Start of STORED DATA

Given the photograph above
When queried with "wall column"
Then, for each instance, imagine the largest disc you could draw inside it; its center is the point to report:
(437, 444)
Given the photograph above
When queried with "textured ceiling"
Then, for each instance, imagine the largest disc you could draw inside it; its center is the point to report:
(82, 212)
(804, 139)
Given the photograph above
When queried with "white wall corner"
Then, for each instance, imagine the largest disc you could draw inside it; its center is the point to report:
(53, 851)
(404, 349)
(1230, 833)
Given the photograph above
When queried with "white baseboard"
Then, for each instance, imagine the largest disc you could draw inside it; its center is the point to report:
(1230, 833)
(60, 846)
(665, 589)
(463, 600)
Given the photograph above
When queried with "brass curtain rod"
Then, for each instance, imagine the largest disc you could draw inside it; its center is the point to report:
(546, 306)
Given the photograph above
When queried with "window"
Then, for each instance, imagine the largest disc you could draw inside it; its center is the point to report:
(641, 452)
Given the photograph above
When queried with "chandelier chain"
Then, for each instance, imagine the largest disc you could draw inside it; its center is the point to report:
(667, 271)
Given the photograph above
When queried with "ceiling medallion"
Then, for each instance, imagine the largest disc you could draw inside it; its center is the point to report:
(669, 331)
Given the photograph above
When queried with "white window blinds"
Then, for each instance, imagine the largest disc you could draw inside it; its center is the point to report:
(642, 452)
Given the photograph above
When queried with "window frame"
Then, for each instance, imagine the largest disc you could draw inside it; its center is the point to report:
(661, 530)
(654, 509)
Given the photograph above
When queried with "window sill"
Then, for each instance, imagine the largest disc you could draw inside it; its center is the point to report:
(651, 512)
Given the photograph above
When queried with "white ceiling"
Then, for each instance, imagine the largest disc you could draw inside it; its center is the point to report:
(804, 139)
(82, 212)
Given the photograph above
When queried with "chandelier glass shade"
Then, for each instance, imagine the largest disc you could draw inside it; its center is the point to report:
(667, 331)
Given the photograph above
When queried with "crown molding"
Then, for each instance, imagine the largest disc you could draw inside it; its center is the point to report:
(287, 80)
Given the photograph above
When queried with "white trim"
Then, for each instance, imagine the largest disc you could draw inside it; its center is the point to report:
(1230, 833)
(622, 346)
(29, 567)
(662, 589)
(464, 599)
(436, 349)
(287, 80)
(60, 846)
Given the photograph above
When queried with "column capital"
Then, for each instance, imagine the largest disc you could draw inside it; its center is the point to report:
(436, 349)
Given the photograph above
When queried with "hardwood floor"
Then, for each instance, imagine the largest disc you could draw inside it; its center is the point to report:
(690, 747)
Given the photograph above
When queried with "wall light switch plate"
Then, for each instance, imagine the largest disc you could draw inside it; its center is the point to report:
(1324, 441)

End of STORED DATA

» WORK REQUEST:
Only the number should be given: how many lines of the data contain the word "white"?

» FINISHED TASK:
5